- [Instructions for the task]: Please extend the passage on the Iran-led "resistance axis" and the Syrian plot in Lebanon, starting right after its final sentence.

- [Passage for review]:
----------------------------------------

The ascendancy of the Iranian-led “resistance axis” in Lebanon looked like a done deal. But the uprising in Syria has shifted the balance.
The Shia and Alawi “resistance axis” of Iran, Syria and Hezbollah is currently engaged in an all-out war to preserve its Syrian element. It has sacrificed much of the kudos it built up in recent years as the most potent military challenge to Israel. Instead, its military assets are today in use in an openly sectarian battle against Sunni forces sponsored by Saudi Arabia and Qatar.
The plot of which Michel Samaha was a part appears to have been a Syrian attempt to launch a destabilizing campaign of terror in Lebanon. The intention, according to Lebanese media outlets, was to carry out a series of bombings in the Akkar area of northern Lebanon, which would then be blamed on Sunni Islamist extremists.
The details of this operation are familiar.

----------------------------------------

- [Data for review]:
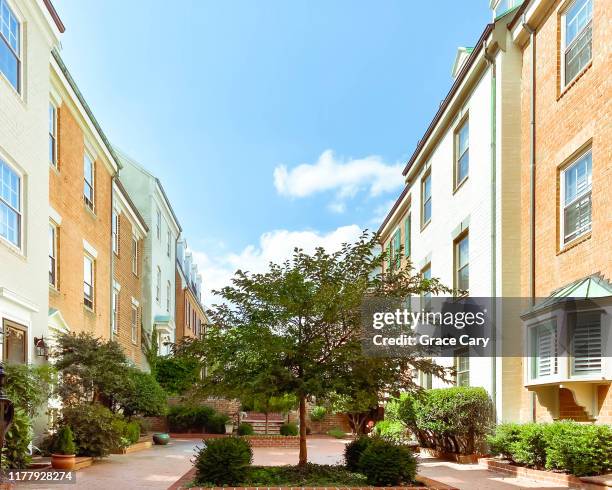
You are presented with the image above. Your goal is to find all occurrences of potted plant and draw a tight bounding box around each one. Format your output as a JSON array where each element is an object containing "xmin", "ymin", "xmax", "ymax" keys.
[
  {"xmin": 51, "ymin": 425, "xmax": 76, "ymax": 471},
  {"xmin": 153, "ymin": 432, "xmax": 170, "ymax": 446}
]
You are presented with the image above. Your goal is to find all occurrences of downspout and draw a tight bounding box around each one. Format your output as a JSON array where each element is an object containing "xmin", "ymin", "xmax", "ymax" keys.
[
  {"xmin": 483, "ymin": 41, "xmax": 497, "ymax": 419},
  {"xmin": 522, "ymin": 14, "xmax": 536, "ymax": 421}
]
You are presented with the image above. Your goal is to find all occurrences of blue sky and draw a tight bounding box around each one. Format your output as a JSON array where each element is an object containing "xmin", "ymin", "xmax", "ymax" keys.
[{"xmin": 54, "ymin": 0, "xmax": 490, "ymax": 301}]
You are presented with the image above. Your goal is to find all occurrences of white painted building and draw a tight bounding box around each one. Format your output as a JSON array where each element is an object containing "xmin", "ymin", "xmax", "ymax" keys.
[
  {"xmin": 0, "ymin": 0, "xmax": 64, "ymax": 363},
  {"xmin": 379, "ymin": 3, "xmax": 522, "ymax": 420},
  {"xmin": 116, "ymin": 150, "xmax": 182, "ymax": 354}
]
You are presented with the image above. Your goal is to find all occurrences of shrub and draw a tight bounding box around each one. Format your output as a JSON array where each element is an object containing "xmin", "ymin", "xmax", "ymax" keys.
[
  {"xmin": 115, "ymin": 368, "xmax": 168, "ymax": 417},
  {"xmin": 238, "ymin": 422, "xmax": 255, "ymax": 436},
  {"xmin": 59, "ymin": 403, "xmax": 125, "ymax": 457},
  {"xmin": 487, "ymin": 423, "xmax": 521, "ymax": 459},
  {"xmin": 344, "ymin": 436, "xmax": 372, "ymax": 472},
  {"xmin": 2, "ymin": 408, "xmax": 32, "ymax": 470},
  {"xmin": 168, "ymin": 405, "xmax": 229, "ymax": 434},
  {"xmin": 280, "ymin": 422, "xmax": 299, "ymax": 436},
  {"xmin": 123, "ymin": 420, "xmax": 140, "ymax": 444},
  {"xmin": 510, "ymin": 424, "xmax": 546, "ymax": 468},
  {"xmin": 53, "ymin": 425, "xmax": 76, "ymax": 454},
  {"xmin": 359, "ymin": 439, "xmax": 417, "ymax": 487},
  {"xmin": 195, "ymin": 437, "xmax": 253, "ymax": 486},
  {"xmin": 372, "ymin": 420, "xmax": 406, "ymax": 442},
  {"xmin": 310, "ymin": 405, "xmax": 327, "ymax": 422},
  {"xmin": 327, "ymin": 427, "xmax": 346, "ymax": 439},
  {"xmin": 544, "ymin": 421, "xmax": 612, "ymax": 476}
]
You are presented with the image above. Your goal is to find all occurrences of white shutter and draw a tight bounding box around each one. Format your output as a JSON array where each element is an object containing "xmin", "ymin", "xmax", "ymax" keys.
[{"xmin": 572, "ymin": 313, "xmax": 601, "ymax": 374}]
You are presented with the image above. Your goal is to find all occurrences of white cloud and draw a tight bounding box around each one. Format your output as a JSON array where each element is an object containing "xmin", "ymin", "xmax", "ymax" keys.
[
  {"xmin": 274, "ymin": 150, "xmax": 403, "ymax": 200},
  {"xmin": 192, "ymin": 225, "xmax": 362, "ymax": 306}
]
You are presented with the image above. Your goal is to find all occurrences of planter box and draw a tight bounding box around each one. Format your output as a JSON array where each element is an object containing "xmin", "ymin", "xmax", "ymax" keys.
[
  {"xmin": 420, "ymin": 447, "xmax": 486, "ymax": 464},
  {"xmin": 170, "ymin": 432, "xmax": 300, "ymax": 448},
  {"xmin": 479, "ymin": 458, "xmax": 612, "ymax": 490},
  {"xmin": 168, "ymin": 468, "xmax": 458, "ymax": 490}
]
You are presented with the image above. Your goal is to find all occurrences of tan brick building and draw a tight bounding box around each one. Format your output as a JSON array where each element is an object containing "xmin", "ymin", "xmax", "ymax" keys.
[
  {"xmin": 48, "ymin": 53, "xmax": 118, "ymax": 339},
  {"xmin": 111, "ymin": 178, "xmax": 148, "ymax": 366},
  {"xmin": 509, "ymin": 0, "xmax": 612, "ymax": 423},
  {"xmin": 176, "ymin": 239, "xmax": 208, "ymax": 341}
]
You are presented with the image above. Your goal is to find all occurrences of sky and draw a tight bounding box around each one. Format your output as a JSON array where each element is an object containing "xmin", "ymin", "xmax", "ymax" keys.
[{"xmin": 54, "ymin": 0, "xmax": 491, "ymax": 304}]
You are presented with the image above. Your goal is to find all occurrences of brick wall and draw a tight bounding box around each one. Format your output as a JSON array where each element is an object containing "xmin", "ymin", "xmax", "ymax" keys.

----------------------------------------

- [Task answer]:
The Syrian regime has long been a proponent of the “strategy of tension.” It has a long record of constructing phantom Sunni jihadi groups, such as Fatah al-Islam and Jund al-Sham, and using them to spread fear and uncertainty.
Such activity can be useful in a variety of ways. It can be utilized to justify countermeasures.
It can intimidate opponents and send a message. Syria has also made use of genuine Sunni jihadis, and it is quite possible that the operation of which Samaha was a part would also have involved Lebanese Sunni Islamists. The charges against Samaha also indicted two Syrian army officers, one of whom was General Ali Mamluk, the powerful head of national security.
The charge sheet read that Samaha and the officers planned to incite sectarian strife by “by targeting the authority of the state and its civil and military institutions,” through “terrorist attacks.”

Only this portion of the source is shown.